— LISTA DE TAREFAS —
#1 De acordo com o texto sobre apendicectomia, qual é o comprimento médio do apêndice cecal?
#2 Reproduza fielmente o trecho do texto sobre apendicectomia que vai de "A resposta é" a "qualidade de vida.".

— TEXTO —

====

A resposta é VÍDEOsempre que possível, tanto para apendicite simples quanto complicada! A apendicectomia videolaparoscópica oferece diversas vantagens significativas em relação a apendicectomia convencional em termos de dor pós-operatória, infecção de sítio cirúrgico, tempo de internação hospitalar, retorno precoce às atividades laborais, custos hospitalares e melhores notas nos escores de qualidade de vida.
A cirurgia aberta deve sim ser valorizada também, afinal em diversas meta-análises, ela possui uma menor taxa de abscesso intra-abdominal e menor tempo operatório. Além disso, existem pacientes como cardiopatas nos quais uma anestesia geral apresenta um risco muito maior para o paciente do que uma anestesia de neuroeixo (ex. raquianestesia). Portanto, sempre que possível, considerando a experiência do cirurgião, disponibilidade de material do hospital, história de cirurgia prévia, idade, gênero, índice de massa corporal e gravidade da apendicite.
Certo! Indiquei cirurgia, mas onde fica o apêndice?
O apêndice cecal ou vermiforme é uma formação diverticular, de formato cilíndrico e em fundo cego, com comprimento de 6 a 9 cm em média. Une-se ao ceco em sua porção póstero-medial logo abaixo da válvula ileocecal, portanto, localizado na fossa ilíaca direita, na confluência das tênias do cólon. A tênia livre, ou tênia anterior, é localizada na face anterior do cólon, sendo a principal guia para determinar a localização do apêndice. Normalmente a base do apêndice localiza-se na mesma posição, mesmo em grávidas (antigamente acreditava-se que pelo crescimento do útero, o apêndice seria empurrado cranialmente, mas trabalhos recentes demonstram que a localização do apêndice normalmente é a mesma da mulher não-grávida). Já a ponta do apêndice pode localizar-se em diversas posições como do lado direito do abdome, pelve ou retroperitônio.

====

— ENTRADAS LISTADAS —
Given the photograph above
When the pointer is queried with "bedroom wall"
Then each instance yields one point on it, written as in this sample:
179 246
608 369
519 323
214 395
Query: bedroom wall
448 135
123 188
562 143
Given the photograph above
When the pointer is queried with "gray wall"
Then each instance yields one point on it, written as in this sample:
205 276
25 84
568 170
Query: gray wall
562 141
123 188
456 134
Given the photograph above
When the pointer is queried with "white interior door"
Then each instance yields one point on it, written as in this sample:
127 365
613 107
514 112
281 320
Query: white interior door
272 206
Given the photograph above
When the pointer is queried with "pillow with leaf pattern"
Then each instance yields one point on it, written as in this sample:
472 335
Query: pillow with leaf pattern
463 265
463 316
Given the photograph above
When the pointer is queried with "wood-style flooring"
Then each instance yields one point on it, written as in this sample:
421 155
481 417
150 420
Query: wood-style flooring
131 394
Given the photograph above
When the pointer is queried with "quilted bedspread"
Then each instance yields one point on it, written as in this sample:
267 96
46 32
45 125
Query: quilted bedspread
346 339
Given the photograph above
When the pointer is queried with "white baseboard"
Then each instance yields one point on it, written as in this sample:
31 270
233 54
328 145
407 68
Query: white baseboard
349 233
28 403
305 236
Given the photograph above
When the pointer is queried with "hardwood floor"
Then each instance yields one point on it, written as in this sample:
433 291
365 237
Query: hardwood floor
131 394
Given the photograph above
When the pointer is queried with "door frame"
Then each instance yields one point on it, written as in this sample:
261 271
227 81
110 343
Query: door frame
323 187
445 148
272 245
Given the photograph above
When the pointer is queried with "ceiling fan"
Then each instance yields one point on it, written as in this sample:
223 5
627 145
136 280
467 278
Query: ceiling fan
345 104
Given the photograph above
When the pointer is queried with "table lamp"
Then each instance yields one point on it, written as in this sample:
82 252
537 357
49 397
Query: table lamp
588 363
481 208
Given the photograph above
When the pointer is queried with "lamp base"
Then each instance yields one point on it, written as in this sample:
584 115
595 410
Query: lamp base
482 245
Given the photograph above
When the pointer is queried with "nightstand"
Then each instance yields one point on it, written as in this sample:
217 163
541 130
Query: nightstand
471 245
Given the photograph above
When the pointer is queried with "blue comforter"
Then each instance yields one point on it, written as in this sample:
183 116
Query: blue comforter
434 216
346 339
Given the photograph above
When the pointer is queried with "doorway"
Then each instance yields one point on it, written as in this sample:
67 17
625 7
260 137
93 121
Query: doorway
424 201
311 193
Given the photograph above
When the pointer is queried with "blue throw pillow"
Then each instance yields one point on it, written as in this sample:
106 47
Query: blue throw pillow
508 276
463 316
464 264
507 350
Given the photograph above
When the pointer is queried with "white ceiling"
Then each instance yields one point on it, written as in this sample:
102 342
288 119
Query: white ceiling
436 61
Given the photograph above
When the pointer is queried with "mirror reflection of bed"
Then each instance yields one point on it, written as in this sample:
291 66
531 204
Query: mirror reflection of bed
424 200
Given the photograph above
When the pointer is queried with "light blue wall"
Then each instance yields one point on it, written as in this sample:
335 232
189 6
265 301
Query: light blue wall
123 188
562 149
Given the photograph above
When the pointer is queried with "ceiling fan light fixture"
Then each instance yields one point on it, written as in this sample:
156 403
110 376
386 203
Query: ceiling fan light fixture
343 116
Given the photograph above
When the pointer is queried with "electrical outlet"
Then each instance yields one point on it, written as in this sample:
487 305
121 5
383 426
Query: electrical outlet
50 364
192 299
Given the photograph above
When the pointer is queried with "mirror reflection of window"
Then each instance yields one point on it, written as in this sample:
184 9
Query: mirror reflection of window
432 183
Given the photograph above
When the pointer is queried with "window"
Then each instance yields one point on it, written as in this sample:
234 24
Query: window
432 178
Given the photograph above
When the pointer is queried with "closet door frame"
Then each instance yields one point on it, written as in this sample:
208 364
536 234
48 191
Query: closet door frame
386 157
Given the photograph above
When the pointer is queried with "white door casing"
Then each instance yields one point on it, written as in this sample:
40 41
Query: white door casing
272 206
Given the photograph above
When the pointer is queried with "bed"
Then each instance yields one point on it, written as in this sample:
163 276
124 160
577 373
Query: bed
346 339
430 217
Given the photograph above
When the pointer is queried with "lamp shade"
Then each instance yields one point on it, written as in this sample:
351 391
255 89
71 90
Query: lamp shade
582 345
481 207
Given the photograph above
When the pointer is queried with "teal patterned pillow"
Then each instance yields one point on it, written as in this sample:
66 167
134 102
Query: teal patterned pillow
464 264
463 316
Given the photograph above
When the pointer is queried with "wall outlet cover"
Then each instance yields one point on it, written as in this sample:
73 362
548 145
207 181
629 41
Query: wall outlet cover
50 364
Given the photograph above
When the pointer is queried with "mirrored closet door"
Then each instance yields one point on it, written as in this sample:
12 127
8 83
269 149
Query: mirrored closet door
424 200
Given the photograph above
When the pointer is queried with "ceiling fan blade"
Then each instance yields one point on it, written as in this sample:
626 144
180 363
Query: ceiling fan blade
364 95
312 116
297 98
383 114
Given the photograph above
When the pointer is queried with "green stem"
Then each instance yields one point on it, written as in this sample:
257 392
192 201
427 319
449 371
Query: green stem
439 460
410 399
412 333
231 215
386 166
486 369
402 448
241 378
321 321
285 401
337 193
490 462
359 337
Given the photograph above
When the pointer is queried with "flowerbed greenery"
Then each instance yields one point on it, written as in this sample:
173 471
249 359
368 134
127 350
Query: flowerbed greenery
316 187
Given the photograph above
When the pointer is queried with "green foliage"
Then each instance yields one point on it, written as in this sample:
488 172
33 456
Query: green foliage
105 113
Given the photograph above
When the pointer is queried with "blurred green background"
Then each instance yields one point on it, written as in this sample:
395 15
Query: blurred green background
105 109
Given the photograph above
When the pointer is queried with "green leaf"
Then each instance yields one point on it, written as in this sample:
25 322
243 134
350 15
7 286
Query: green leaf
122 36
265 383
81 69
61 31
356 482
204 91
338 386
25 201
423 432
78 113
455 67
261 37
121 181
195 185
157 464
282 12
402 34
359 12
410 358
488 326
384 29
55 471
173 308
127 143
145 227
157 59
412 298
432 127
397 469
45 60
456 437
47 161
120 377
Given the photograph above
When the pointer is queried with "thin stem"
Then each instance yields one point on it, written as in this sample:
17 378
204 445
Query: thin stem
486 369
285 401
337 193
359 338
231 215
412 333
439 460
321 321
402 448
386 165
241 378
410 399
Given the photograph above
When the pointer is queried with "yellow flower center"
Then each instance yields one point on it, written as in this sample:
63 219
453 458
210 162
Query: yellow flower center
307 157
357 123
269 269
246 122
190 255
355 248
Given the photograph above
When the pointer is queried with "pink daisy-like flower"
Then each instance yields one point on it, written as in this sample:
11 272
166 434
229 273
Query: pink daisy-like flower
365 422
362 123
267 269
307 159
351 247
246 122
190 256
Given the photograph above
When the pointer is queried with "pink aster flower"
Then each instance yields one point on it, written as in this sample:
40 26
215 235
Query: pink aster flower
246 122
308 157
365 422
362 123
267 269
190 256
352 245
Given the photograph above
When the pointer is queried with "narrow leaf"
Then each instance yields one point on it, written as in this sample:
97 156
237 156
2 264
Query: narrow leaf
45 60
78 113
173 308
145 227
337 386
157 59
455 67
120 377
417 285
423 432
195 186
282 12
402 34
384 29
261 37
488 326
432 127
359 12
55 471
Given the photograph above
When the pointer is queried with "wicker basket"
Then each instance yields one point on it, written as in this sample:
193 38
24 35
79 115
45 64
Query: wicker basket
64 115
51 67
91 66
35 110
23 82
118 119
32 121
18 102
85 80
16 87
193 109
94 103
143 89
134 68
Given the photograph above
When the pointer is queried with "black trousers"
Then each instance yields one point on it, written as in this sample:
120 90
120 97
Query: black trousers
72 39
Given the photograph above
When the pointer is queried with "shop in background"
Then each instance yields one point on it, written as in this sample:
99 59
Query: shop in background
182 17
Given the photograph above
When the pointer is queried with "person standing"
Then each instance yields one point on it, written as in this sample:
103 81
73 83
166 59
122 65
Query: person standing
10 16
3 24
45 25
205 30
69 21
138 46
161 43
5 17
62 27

====

— RESPOSTAS —
#1 O apêndice cecal mede, em média, de 6 a 9 cm.

#2
A resposta é VÍDEOsempre que possível, tanto para apendicite simples quanto complicada! A apendicectomia videolaparoscópica oferece diversas vantagens significativas em relação a apendicectomia convencional em termos de dor pós-operatória, infecção de sítio cirúrgico, tempo de internação hospitalar, retorno precoce às atividades laborais, custos hospitalares e melhores notas nos escores de qualidade de vida.